* _Provided material_:
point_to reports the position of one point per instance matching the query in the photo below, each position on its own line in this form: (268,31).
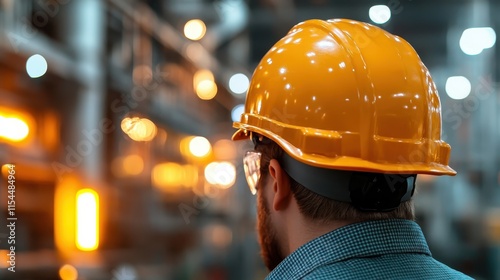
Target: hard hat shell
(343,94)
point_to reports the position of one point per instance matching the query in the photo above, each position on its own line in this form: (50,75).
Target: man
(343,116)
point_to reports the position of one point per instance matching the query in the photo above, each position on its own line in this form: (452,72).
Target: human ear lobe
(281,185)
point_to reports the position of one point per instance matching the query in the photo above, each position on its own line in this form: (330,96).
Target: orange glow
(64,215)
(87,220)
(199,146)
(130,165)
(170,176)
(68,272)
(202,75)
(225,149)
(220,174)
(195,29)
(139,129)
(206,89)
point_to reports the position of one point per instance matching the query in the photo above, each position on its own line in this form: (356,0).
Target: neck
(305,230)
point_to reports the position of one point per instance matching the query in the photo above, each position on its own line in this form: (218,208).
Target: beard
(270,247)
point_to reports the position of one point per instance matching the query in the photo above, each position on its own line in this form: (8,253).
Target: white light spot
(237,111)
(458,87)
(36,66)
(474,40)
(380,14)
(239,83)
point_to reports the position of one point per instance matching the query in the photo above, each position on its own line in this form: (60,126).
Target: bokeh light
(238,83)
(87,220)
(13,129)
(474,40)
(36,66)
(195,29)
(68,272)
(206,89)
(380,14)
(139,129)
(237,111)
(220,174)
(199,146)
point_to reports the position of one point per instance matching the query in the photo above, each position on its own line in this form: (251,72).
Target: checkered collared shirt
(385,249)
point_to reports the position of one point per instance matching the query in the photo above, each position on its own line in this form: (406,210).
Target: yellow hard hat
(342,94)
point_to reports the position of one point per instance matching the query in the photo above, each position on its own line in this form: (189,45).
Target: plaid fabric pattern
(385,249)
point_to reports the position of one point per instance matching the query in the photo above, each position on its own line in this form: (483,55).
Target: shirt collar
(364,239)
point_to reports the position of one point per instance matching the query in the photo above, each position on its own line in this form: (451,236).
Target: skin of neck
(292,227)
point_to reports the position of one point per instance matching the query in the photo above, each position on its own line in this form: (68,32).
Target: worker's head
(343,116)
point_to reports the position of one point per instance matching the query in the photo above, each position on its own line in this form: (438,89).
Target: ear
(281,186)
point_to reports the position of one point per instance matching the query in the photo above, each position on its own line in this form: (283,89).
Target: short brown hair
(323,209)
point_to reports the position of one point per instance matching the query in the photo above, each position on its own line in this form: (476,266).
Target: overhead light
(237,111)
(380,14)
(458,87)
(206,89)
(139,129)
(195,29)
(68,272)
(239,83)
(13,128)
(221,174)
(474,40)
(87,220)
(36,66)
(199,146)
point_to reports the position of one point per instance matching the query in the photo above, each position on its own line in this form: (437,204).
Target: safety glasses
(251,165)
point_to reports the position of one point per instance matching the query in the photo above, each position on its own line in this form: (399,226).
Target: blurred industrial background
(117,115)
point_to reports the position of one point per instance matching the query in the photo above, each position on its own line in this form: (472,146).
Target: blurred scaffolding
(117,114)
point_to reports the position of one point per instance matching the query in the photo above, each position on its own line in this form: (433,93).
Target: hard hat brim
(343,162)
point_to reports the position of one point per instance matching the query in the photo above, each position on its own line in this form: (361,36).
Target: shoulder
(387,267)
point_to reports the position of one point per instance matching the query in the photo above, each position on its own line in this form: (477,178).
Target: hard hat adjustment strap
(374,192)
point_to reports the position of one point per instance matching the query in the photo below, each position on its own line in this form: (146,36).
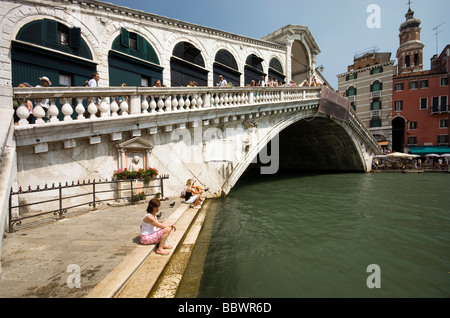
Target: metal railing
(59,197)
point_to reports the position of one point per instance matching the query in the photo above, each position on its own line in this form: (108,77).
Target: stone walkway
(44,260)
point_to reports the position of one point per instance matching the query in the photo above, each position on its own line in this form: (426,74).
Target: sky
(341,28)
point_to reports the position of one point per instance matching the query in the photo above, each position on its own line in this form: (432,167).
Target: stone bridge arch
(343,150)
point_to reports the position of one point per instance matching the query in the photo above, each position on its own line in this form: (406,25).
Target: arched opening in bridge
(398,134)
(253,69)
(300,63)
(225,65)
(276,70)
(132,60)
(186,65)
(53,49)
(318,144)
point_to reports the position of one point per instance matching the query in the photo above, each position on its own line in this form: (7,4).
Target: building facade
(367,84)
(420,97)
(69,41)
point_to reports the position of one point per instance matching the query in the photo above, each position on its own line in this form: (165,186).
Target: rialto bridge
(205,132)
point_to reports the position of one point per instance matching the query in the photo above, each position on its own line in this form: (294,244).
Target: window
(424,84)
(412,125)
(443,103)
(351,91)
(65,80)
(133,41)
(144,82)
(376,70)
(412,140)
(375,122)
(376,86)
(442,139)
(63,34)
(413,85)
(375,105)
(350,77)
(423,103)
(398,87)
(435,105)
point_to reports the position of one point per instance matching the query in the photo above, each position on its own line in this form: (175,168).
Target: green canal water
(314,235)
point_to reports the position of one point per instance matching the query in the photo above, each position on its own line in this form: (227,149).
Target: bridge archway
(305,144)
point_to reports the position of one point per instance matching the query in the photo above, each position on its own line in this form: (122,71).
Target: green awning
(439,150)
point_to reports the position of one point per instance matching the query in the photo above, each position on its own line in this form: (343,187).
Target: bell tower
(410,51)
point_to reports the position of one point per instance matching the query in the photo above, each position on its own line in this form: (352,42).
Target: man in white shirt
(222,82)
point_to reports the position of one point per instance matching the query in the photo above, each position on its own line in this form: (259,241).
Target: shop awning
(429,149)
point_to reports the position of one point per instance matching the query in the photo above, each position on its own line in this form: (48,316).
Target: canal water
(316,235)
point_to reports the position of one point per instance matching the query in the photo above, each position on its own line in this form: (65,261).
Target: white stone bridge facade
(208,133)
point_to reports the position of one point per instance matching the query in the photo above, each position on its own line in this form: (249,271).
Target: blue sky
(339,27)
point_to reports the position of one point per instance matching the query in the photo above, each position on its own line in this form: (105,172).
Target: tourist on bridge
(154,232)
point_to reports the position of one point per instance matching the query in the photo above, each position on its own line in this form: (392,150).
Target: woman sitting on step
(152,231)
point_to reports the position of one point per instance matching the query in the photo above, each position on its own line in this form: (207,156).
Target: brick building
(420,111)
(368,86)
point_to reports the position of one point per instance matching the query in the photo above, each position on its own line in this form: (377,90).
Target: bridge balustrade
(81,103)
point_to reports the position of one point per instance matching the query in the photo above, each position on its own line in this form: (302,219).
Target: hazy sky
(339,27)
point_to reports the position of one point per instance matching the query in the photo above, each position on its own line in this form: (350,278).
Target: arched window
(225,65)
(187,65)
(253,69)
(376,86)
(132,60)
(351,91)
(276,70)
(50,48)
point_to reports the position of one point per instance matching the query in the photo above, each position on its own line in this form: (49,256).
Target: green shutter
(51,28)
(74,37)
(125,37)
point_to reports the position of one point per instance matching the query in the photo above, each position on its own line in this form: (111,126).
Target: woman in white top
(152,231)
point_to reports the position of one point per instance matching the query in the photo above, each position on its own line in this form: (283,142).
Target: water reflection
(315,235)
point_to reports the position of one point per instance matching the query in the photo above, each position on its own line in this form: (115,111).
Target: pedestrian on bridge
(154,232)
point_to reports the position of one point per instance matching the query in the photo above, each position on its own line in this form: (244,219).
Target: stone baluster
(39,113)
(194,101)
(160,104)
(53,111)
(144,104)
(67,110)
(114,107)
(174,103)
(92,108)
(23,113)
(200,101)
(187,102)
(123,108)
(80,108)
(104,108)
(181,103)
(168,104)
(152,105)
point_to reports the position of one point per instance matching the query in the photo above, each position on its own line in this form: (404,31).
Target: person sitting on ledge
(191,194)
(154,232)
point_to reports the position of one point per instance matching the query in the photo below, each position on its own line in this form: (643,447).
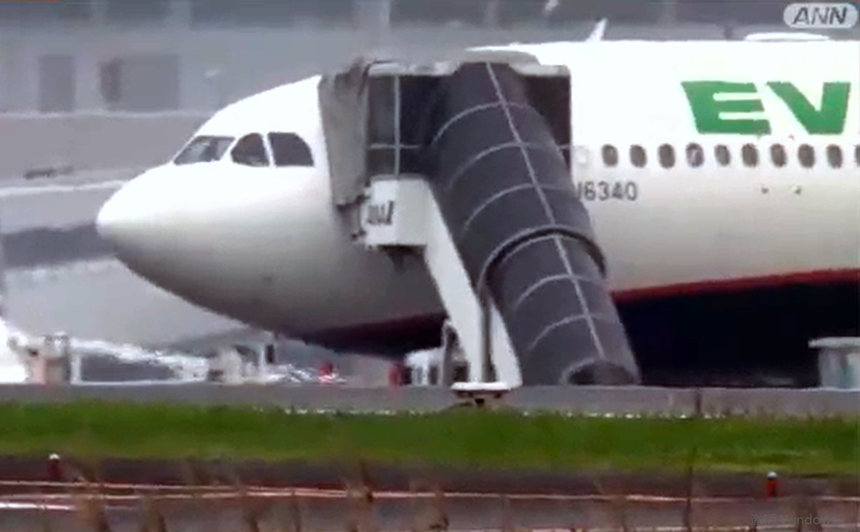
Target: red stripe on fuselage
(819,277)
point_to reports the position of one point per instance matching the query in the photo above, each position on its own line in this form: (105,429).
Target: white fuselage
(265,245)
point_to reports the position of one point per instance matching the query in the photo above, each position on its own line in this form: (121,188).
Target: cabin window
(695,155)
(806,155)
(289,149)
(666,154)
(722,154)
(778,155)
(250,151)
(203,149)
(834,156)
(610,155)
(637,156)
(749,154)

* _Given instruction_: Exactly the lines from the line containing "this form: (49,256)." through the last line of the entries above are to be quoted, both included, and nothing else. Pictures are left out.

* _Task result_:
point_to reports the position of one point per instance matching the query in the photo above, each position on its own line in this form: (49,256).
Target: green shutter
(51,28)
(74,37)
(125,37)
point_to reports the position of one point per instance matching the query in the photo above, each position on its own line in this form: (111,126).
Target: woman in white top
(152,231)
point_to reports the position of one point per instance matching the query in the photo above, each position on its own line in this form: (283,142).
Target: water reflection
(315,235)
point_to reports the position of one point per instance matching the query in the photo above, each position on its own line in this form: (115,111).
Target: pedestrian on bridge
(154,232)
point_to reports the position of one point per instance matching the query in the photo above, each position on its own line in this form: (244,219).
Target: stone baluster
(39,113)
(194,101)
(160,104)
(53,111)
(144,104)
(67,110)
(114,107)
(174,103)
(92,108)
(23,113)
(200,101)
(187,102)
(123,108)
(80,108)
(104,108)
(181,103)
(168,104)
(152,105)
point_to reports the position of one point per instance matching the query in the photo above, each position on its own line in this form: (404,31).
Target: person sitting on ledge
(191,194)
(154,232)
point_to reports the position of one point per instance matching the query in the photo below, each position on its own line in this form: (643,447).
Target: red stripe on fuselage
(819,277)
point_to reports the position of one point per instance matching the query in the photo above, each position on its own line in this form: (105,429).
Target: white fuselage
(265,245)
point_to reports the position of one point per instance matching the query in the photo above, each position on its own line in this form: (121,188).
Target: cabin window
(695,155)
(806,155)
(289,149)
(666,154)
(722,154)
(778,155)
(250,151)
(203,149)
(834,156)
(610,155)
(637,156)
(749,154)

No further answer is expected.